## [Activity list]
A) In the passage on the Freie Ämter, rewrite the part starting with "At the time" and going on through "them to Catholicism.", changing "iconoclasm" to "image destruction".
B) For each statement, answer yes or no according to the passage on the Freie Ämter, and quote the words that decide it: (i) the peace concluded in 1712 was the fourth Peace of Aarau; (ii) the peace after the 1656 war changed the status quo; (iii) the Oberen Freie Ämter were ruled by Zürich, Bern and Glarus.

Document passage Start Marker

At the time of the Protestant Reformation, the majority of the Ämter converted to the new faith. In 1529, a wave of iconoclasm swept through the area and wiped away much of the old religion. After the defeat of Zürich in the second Battle of Kappel in 1531, the victorious five Catholic cantons marched their troops into the Freie Ämter and reconverted them to Catholicism.

In the First War of Villmergen, in 1656, and the Toggenburg War (or Second War of Villmergen), in 1712, the Freie Ämter became the staging ground for the warring Reformed and Catholic armies. While the peace after the 1656 war did not change the status quo, the fourth Peace of Aarau in 1712 brought about a reorganization of power relations. The victory gave Zürich the opportunity to force the Catholic cantons out of the government in the county of Baden and the adjacent area of the Freie Ämter. The Freie Ämter were then divided in two by a line drawn from the gallows in Fahrwangen to the Oberlunkhofen church steeple. The northern part, the so-called Unteren Freie Ämter (lower Freie Ämter), which included the districts of Boswil (in part) and Hermetschwil and the Niederamt, were ruled by Zürich, Bern and Glarus. The southern part, the Oberen Freie Ämter (upper Freie Ämter), were ruled by the previous seven cantons but Bern was added to make an eighth.

Document passage End Marker
Data extract Start Marker

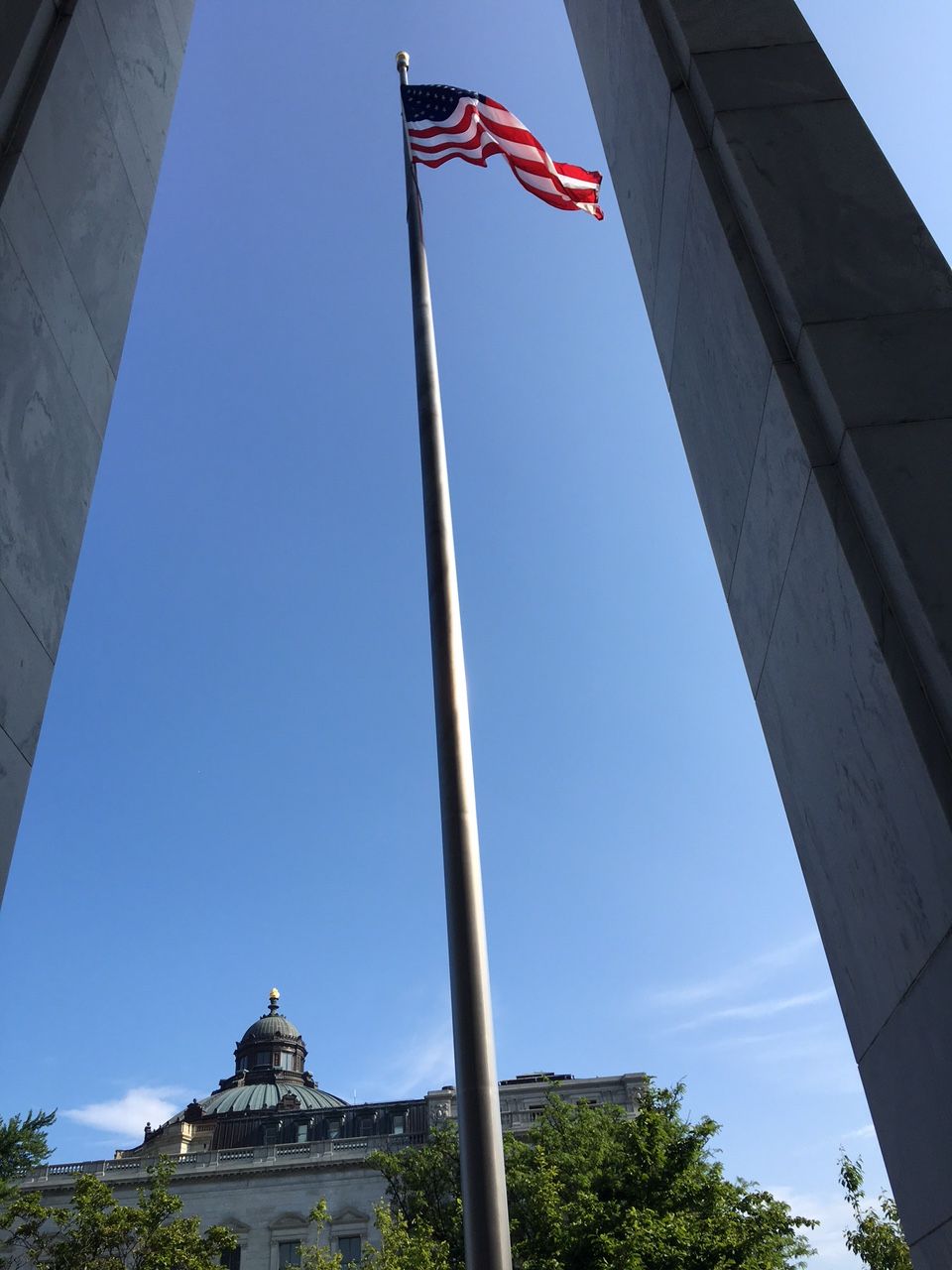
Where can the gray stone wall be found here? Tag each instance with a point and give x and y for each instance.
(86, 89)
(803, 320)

Data extract End Marker
Data extract Start Marker

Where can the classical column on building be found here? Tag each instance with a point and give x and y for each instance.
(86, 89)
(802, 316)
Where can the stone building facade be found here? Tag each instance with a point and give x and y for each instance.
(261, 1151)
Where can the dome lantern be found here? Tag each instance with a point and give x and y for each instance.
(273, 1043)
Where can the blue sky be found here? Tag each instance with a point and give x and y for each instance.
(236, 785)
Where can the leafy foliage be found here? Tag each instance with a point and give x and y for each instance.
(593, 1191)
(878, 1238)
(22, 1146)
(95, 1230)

Data extract End Marker
Data extract Start Marker

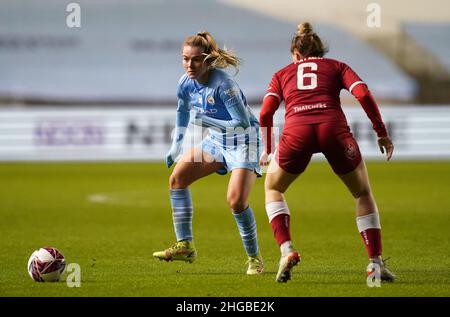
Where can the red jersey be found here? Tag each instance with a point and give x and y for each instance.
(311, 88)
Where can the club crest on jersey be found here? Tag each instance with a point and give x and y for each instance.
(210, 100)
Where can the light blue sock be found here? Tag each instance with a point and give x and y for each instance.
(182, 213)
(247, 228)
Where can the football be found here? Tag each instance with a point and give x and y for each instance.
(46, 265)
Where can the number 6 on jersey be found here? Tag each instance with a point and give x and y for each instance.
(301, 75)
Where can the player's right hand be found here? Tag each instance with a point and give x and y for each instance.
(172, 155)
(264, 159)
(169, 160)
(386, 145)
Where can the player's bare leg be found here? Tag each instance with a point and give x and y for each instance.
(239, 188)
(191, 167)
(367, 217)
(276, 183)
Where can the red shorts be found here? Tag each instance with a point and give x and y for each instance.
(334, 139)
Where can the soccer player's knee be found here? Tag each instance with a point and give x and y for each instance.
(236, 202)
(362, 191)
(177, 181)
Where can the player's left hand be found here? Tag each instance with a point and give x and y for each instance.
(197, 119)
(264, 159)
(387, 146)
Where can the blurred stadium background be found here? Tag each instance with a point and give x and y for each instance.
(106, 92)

Data extract End Marker

## [Solutions to the exercise]
A)
At the time of the Protestant Reformation, the majority of the Ämter converted to the new faith. In 1529, a wave of image destruction swept through the area and wiped away much of the old religion. After the defeat of Zürich in the second Battle of Kappel in 1531, the victorious five Catholic cantons marched their troops into the Freie Ämter and reconverted them to Catholicism.

B)
(i) Yes: "the fourth Peace of Aarau in 1712 brought about a reorganization of power relations."
(ii) No: "the peace after the 1656 war did not change the status quo."
(iii) No: "The southern part, the Oberen Freie Ämter (upper Freie Ämter), were ruled by the previous seven cantons but Bern was added to make an eighth."